Aufgaben -
• a. Prüfe für jede der folgenden Aussagen, ob sie mit dem Text über die Gemeindereferenten übereinstimmt. Antworte jeweils mit Ja oder Nein und zitiere die entscheidende Stelle wörtlich: (i) Das Rahmenstatut für die Gemeindereferenten stammt vom 10. März 1987. (ii) Vor dem Konzil wurden die Gemeindereferenten an kirchlichen Fachhochschulen ausgebildet. (iii) In der nachkonziliaren Kirche gibt es keine Kapläne mehr.
• b. Schreibe den Text über die Gemeindereferenten im Anschluss an seinen letzten Satz weiter.

Seitentext -
---*---

SEITEN

Mittwoch, 18. Juni 2014

Prof. Georg May: Die andere Hierarchie - Teil 32: Die Gemeindreferenten

Prof. Dr. Georg May

Die andere Hierarchie


Teil 32


Verlag Franz Schmitt Siegburg AD 1997


Fortsetzung von hier

§ 9  Die Gemeindereferenten

Bis vor ca. 40 (Anm.: nunmehr ca. 57) Jahren waren Hilfspriester, Vikare oder Kapläne genannt, die selbstverständlichen Gehilfen des Pfarreres bei der Ausübung der Seelsorge. An seiner Seite und unter seiner Anleitung wuchsen sie in die Aufgaben hinein, die sie einmal bei Übernahme eines Pfarramtes selbständig übernehmen sollten. 

In der nachkonziliaren Kirche finden sich auch noch Kapläne, aber sie sind selten geworden. An ihre Stelle haben die deutschen Bischöfe andere Personen gesetzt. Der Priestermangel, an dem die Bischöfe und die progressistischen und modernistischen Theologen die Hauptschuld tragen, war der Anlass, sich nach Hilfe für die verbliebenen Priester, vielleicht auch nach Ersatz für die Priester umzusehen. Es entstanden die neuen kirchlichen Berufe der Gemeinderferenten und Pastoralreferenten.


I.  Einrichtung und Berufsbild

Die Einrichtung der Gemeindereferenten konnte auf ältere Vorgänger wie die Seelsorgehelferinnen zurückgreifen. Die Ausbildung erfolgte vor dem Konzil in kirchlichen Seminarien. Danach wurde sie vielfach an kirchliche Fachhochschulen verlegt.

Heute werden die Gemeindereferenten in theologischen Fachschulen, Seminarien oder Fachhochschulen ausgebildet. Das Rahmenstatut und die Rahmenordnung für die Gemeindereferenten in den Bistümern der Bundesrepublik Deutschland stammt vom 10. März 1987. Danach sind Gemeindereferenten für den Dienst in den Gemeinden bestimmt. Sie sollen die kirchlichen Amtsträger - gemeint sind wohl die Priester - unterstützen. (Anm.: Das Rahmenstatut vom 10. März 1987 wurde ersetzt durch die "Rahmenstatuten und -ordnungen für Gemeinde- und Pastoral-Referenten/Referentinnen" vom 01. Oktober 2011, hier als pdf.)

Die Gemeindereferenten sollen mitwirken bei den Grunddiensten der Gemeindepastoral und mit wenigstens einer besonderen Aufgabe selbständig betraut werden; bei der letzteren kommt ihnen "Eigenverantwortlichkeit" zu. Der Gemeindereferent kann zusätzlich auch zur Übernahme der einen oder anderen Aufgabe des kirchlichen Amtes herangezogen werden.

---*---

Quelldaten
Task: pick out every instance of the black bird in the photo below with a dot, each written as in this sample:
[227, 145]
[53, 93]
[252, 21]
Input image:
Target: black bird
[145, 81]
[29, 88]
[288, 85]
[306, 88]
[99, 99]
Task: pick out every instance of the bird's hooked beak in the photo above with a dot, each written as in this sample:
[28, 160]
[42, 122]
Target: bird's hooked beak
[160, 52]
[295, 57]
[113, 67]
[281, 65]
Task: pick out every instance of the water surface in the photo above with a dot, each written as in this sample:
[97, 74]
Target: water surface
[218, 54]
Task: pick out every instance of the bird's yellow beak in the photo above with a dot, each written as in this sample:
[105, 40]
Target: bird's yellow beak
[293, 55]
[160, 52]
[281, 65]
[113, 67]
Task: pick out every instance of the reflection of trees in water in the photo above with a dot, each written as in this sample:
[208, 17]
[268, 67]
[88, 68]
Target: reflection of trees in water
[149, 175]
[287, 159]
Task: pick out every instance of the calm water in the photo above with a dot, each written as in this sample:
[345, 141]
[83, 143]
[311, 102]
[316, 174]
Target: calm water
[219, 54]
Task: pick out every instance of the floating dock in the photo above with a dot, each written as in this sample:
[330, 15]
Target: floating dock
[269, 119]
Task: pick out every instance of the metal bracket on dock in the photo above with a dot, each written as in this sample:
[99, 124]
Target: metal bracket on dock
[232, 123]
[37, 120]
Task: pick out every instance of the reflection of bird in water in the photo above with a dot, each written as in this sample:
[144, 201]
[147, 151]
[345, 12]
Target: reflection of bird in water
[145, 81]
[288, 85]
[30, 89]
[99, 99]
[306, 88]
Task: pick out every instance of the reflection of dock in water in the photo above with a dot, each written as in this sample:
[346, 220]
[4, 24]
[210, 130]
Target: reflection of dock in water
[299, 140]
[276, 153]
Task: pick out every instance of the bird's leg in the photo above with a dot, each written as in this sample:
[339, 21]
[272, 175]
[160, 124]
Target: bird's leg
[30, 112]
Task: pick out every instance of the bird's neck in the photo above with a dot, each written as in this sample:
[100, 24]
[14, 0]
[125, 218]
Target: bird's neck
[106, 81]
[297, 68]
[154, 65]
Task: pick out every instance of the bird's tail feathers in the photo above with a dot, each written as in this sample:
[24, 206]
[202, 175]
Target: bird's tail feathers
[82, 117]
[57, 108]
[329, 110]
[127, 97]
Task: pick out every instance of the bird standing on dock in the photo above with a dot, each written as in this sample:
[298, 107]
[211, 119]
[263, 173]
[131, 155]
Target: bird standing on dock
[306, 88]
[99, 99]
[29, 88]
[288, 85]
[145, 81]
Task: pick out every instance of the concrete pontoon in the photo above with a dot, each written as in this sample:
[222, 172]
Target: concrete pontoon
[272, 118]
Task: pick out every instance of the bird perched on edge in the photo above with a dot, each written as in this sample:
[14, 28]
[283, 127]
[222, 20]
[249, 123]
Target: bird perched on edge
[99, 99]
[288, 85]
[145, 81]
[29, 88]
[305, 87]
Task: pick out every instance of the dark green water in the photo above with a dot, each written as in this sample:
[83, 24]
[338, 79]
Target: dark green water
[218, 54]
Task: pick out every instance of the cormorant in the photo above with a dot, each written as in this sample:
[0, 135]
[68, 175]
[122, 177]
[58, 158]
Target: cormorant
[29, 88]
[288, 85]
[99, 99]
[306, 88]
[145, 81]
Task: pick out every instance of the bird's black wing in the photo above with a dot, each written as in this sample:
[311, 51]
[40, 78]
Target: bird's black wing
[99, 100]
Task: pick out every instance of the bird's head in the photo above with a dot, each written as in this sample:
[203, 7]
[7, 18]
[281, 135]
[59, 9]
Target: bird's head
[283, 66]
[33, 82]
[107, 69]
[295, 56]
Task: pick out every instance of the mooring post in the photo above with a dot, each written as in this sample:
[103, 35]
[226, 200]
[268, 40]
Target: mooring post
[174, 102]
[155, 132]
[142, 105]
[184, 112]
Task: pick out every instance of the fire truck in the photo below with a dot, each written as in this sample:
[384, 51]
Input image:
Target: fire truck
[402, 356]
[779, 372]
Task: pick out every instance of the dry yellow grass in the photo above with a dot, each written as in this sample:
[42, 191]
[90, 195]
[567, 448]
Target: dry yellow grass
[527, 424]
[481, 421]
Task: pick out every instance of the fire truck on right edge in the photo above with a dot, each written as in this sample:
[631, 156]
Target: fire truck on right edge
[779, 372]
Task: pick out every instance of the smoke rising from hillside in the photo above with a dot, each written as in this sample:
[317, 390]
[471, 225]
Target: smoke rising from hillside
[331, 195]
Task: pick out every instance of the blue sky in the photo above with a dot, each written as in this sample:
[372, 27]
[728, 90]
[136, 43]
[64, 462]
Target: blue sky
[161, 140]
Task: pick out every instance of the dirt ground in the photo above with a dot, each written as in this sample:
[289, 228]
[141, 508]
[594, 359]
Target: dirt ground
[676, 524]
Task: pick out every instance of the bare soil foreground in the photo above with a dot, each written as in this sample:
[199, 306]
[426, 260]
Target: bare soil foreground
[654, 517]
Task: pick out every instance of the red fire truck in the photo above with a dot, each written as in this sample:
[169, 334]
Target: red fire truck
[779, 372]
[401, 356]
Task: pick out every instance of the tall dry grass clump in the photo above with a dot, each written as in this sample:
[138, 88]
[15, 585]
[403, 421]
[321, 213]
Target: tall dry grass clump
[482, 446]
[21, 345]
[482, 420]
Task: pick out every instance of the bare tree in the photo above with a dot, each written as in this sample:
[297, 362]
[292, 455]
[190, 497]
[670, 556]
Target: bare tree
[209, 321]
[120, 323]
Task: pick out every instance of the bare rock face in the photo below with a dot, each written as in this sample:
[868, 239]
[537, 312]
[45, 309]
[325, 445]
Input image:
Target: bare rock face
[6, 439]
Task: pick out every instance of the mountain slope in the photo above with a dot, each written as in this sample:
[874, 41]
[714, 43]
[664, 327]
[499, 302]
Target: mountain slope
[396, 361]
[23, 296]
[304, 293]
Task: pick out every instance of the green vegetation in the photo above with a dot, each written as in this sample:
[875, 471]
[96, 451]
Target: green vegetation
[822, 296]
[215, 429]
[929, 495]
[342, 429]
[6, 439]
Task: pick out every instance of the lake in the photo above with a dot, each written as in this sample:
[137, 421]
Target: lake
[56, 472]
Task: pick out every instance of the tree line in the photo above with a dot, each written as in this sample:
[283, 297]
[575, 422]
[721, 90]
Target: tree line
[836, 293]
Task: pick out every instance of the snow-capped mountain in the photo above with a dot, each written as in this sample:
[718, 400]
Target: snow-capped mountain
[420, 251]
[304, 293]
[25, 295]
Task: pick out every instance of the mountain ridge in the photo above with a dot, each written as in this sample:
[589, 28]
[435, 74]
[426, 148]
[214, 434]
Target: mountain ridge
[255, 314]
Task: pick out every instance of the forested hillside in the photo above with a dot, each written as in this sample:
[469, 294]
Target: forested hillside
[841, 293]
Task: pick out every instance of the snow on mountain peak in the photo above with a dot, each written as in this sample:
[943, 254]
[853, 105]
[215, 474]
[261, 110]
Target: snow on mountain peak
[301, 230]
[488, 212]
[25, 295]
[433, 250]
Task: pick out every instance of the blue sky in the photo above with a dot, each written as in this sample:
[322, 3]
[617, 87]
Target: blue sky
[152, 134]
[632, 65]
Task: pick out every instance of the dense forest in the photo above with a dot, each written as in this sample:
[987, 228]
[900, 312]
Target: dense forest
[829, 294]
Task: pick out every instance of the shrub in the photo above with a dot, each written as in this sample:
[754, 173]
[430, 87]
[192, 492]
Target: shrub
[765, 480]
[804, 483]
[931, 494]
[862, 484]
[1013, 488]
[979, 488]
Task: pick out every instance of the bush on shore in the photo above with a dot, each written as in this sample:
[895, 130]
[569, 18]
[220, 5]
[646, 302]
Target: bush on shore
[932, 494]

---*---

Ergebnisse -
• a.
(i) Ja: „Das Rahmenstatut und die Rahmenordnung für die Gemeindereferenten in den Bistümern der Bundesrepublik Deutschland stammt vom 10. März 1987.“
(ii) Nein: „Die Ausbildung erfolgte vor dem Konzil in kirchlichen Seminarien.“
(iii) Nein: „In der nachkonziliaren Kirche finden sich auch noch Kapläne, aber sie sind selten geworden.“

• b.
Die Einsatzebene der Gemeindereferenten ist normalerweise die Pfarrgemeinde. In der Regel soll dies eine mittlere oder größere Pfarrgemeinde sein. Dort sollen sie in Verkündigung, Gottesdienst und Diakonie tätig werden.

Die Satzung für die Gemeindereferenten sieht vor, dass sie einem für die Leitung verantwortlichen Priester unterstehen. Der verantwortliche Priester ist der unmittelbare Vorgesetzte des Gemeindereferenten. Dieser ist an dessen Weisung gebunden. Den Gemeindereferenten steht ein voller freier Tag in der Woche zu sowie ein freier Samstag und Sonntag im Monat.


II.  Beurteilung

Gegen die Mithilfe geeigneter und williger Leien in der Seelsorge des Pfarreres ist nichts einzuwenden. Unter den Gemeindereferenten waren und sind, sofern sie nicht während oder nach ihrer Ausbildung progressistisch verfremdet wurden, relativ viele gutwillige und diensteifrige Personen, denen an der Kirche und deren Wohlsein etwas liegt.

Doch höre ich immer wieder von Pfarrern, dass sie danach trachten, ihre wirklichen oder angeblichen Befugnisse möglichst auszuschöpfen oder auszudehnen. Ebenso wird geklagt, dass viele von der progressistischen Theologie stark beeindruckt und beeinflußt sind und danach ihre Tätigkeit ausrichten.

Die Gemeindereferenten stehen den Aufstellungen der kranken Theologie noch ungeschützter und hilfloser gegenüber als die Priester. Von der "qualifizierten Ausbildung" von Laien, die Theologie studiert haben, von der die deutschen Bischöfe in ihrem Papier "Der pastorale Dienst in der Pfarrgemeinde" sprechen (I1,4), halte ich wenig. In den meisten Fällen ist diese Ausbildung wenig gründlich, lückenhaft und verwirrend.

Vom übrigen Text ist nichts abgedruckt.